***** Items *****

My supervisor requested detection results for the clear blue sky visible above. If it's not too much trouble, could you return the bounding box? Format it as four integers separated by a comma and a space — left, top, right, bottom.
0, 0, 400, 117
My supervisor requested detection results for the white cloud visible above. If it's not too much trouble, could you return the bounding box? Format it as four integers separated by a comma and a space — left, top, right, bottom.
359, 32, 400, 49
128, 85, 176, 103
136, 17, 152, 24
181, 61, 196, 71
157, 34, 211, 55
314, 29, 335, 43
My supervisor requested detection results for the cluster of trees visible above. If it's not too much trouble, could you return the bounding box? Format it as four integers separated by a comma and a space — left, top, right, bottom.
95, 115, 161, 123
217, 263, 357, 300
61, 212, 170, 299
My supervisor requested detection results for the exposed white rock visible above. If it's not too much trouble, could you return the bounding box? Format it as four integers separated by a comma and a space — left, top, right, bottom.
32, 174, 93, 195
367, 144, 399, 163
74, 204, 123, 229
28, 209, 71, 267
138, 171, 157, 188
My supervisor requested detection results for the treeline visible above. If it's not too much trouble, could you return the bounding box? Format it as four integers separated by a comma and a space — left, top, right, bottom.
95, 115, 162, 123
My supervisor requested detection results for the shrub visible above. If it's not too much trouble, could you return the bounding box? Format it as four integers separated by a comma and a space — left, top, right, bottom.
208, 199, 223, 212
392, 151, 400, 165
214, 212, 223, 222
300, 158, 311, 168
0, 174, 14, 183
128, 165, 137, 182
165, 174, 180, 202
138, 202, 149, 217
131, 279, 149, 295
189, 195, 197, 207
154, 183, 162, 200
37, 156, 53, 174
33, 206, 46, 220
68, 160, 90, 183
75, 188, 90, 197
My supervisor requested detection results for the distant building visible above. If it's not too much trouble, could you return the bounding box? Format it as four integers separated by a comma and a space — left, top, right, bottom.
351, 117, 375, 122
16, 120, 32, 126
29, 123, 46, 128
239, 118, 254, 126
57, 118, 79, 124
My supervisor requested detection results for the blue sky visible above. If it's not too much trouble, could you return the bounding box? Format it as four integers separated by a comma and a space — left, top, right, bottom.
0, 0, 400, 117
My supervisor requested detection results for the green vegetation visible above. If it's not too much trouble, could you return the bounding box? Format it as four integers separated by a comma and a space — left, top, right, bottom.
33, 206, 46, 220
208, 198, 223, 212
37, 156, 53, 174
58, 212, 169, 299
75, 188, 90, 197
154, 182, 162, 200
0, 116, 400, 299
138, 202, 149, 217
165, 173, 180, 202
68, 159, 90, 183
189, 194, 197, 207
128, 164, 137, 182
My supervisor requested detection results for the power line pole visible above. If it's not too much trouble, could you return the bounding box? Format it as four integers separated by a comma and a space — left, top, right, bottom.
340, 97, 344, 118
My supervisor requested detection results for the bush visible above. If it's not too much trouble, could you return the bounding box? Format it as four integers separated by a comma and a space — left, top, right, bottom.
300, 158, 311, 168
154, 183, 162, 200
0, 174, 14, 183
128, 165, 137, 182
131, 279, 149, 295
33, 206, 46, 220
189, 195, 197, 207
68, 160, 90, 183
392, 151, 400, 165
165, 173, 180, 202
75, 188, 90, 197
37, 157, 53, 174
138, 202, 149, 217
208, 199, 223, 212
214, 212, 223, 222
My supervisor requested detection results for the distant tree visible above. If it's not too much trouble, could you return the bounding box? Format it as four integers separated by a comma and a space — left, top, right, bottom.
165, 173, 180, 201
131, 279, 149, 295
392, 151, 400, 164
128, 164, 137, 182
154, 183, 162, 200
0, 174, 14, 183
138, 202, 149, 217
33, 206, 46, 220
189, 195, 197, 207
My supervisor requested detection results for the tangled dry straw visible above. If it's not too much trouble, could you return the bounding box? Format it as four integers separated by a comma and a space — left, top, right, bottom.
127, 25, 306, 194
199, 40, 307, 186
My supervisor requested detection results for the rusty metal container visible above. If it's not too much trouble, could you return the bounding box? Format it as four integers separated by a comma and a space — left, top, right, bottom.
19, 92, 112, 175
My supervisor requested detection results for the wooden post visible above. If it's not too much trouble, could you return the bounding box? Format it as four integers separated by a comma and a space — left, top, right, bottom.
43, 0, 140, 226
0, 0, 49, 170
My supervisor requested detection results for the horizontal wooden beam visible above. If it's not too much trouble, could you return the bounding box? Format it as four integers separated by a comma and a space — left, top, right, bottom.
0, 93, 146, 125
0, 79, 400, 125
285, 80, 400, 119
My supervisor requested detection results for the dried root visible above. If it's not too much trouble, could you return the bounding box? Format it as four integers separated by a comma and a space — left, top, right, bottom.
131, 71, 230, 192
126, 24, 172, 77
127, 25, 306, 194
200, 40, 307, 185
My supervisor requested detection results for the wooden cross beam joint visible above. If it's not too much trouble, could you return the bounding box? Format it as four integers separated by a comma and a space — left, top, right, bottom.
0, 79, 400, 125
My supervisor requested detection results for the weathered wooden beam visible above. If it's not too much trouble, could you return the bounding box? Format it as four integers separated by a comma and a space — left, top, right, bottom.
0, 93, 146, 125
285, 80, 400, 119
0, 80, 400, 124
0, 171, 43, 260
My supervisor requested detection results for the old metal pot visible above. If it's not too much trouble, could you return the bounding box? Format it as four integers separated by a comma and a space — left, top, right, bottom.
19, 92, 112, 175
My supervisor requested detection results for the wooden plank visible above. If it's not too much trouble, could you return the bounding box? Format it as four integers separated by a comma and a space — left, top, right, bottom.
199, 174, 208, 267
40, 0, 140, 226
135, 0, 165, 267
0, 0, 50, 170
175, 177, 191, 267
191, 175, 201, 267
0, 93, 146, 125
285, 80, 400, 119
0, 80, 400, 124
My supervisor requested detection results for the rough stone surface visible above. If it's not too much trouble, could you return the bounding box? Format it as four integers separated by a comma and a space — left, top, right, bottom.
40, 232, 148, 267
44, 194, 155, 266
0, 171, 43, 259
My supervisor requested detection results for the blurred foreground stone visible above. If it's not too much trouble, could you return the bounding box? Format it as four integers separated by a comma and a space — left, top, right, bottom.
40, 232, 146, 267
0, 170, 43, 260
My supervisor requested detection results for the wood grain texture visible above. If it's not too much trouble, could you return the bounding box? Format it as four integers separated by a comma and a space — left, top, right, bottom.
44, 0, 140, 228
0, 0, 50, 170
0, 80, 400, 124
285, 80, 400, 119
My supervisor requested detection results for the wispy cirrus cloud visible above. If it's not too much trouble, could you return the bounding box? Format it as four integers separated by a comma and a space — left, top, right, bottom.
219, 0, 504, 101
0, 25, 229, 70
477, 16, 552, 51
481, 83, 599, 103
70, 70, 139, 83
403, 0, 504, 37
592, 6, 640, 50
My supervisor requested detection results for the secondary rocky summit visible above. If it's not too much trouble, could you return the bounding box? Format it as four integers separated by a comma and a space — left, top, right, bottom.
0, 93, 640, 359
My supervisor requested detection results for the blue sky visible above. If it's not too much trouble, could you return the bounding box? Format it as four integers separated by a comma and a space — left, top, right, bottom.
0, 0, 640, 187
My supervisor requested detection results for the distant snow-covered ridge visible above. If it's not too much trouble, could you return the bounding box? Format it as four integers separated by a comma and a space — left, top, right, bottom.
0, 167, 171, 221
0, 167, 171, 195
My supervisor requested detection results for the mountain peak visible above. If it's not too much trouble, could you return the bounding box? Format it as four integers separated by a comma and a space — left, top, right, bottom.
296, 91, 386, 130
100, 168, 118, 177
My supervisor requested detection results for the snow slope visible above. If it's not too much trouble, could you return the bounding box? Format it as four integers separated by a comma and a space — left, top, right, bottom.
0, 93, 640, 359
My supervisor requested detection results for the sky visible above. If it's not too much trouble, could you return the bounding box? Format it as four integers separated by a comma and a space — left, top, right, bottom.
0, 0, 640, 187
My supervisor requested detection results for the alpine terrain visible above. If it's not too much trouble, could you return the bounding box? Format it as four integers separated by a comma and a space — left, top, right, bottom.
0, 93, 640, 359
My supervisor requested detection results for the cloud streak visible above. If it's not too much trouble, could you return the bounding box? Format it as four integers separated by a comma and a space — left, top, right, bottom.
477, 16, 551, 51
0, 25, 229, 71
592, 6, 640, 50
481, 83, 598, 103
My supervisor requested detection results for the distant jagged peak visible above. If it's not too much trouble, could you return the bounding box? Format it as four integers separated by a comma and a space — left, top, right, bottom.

*****

Goal
Please pull out the stretch of lines from the one containing "My supervisor requested detection results for the white" through the one containing "61, 212, 170, 299", both included, and reproduce them without any change.

Answer to this task
My supervisor requested detection results for the white cloud visible above. If it's not too much trouble, could you return the bounding box? Format it as four integers separated by a comma and a space — left, top, right, bottom.
359, 32, 400, 49
128, 85, 176, 103
136, 17, 152, 24
181, 61, 196, 71
157, 34, 211, 55
314, 29, 335, 43
My supervisor requested detection results for the cluster of trees visible above. If it's not too much trouble, could you return the bounding box? Format it as four integers separated by a comma and a space — left, top, right, bottom.
95, 115, 161, 123
217, 263, 357, 300
61, 212, 170, 299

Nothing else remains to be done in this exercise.